(Point localization data)
* * * * *

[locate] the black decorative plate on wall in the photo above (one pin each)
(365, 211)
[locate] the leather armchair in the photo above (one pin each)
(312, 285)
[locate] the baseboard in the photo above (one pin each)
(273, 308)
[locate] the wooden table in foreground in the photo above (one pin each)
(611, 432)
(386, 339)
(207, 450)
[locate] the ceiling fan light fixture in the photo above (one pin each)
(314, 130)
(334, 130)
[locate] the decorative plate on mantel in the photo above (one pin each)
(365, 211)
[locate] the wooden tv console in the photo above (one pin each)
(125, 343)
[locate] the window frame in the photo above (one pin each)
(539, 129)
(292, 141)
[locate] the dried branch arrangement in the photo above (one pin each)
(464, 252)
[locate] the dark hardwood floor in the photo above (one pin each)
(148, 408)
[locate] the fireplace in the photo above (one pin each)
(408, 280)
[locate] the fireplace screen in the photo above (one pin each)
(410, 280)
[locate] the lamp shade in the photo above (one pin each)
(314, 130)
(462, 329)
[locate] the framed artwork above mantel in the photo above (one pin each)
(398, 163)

* * * * *

Required action:
All of the entries must be printed again exactly as given.

Result:
[locate] the black decorative plate on wall in the photo above (one pin each)
(365, 211)
[locate] the leather armchair in the photo above (one pin each)
(312, 285)
[locate] the baseboard in the photo above (one pin each)
(273, 308)
[locate] the wooden table in foreground in the photo above (one pin each)
(611, 432)
(386, 339)
(207, 450)
[locate] the ceiling fan light fixture in the photo above (one pin each)
(314, 130)
(334, 130)
[locate] the decorative plate on mantel in the photo above (one pin each)
(365, 211)
[locate] the wooden tv console in the photo above (one pin each)
(125, 343)
[locate] the window frame in the photo above (one pin each)
(539, 129)
(292, 141)
[locate] the dried branch arrangement in the photo above (one pin each)
(464, 252)
[locate] the dark hardwood floor in the photo above (one pin each)
(148, 408)
[locate] the fireplace in the photo above (one pin each)
(408, 280)
[locate] the fireplace screen in the photo above (one pin each)
(410, 280)
[locate] the lamp shade in the photo above (one pin each)
(314, 130)
(462, 329)
[locate] the framed artwork above mantel in the photo above (one pin each)
(398, 163)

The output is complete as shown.